- [Exercise details]:
Your task is to write out the lines from the line containing "box: [87, 461, 171, 498]" through the last line of the material, exactly.

======

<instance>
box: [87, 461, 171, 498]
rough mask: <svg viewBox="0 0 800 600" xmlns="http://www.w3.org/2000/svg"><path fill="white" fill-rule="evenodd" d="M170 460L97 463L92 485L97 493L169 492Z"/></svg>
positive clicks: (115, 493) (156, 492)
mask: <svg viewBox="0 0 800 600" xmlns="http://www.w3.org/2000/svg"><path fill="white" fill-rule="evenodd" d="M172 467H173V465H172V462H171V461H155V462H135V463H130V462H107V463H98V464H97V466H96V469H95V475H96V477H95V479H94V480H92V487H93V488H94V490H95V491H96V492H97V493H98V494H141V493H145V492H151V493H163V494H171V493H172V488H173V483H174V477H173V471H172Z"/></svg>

======

- [The completed task]:
box: [87, 461, 171, 498]
rough mask: <svg viewBox="0 0 800 600" xmlns="http://www.w3.org/2000/svg"><path fill="white" fill-rule="evenodd" d="M170 460L97 463L92 485L97 493L169 492Z"/></svg>
positive clicks: (115, 493) (156, 492)
mask: <svg viewBox="0 0 800 600" xmlns="http://www.w3.org/2000/svg"><path fill="white" fill-rule="evenodd" d="M172 467H173V465H172V462H171V461H155V462H135V463H130V462H107V463H98V464H97V466H96V469H95V475H96V477H95V479H94V480H92V487H93V488H94V490H95V491H96V492H97V493H98V494H141V493H145V492H151V493H163V494H171V493H172V488H173V483H174V477H173V471H172Z"/></svg>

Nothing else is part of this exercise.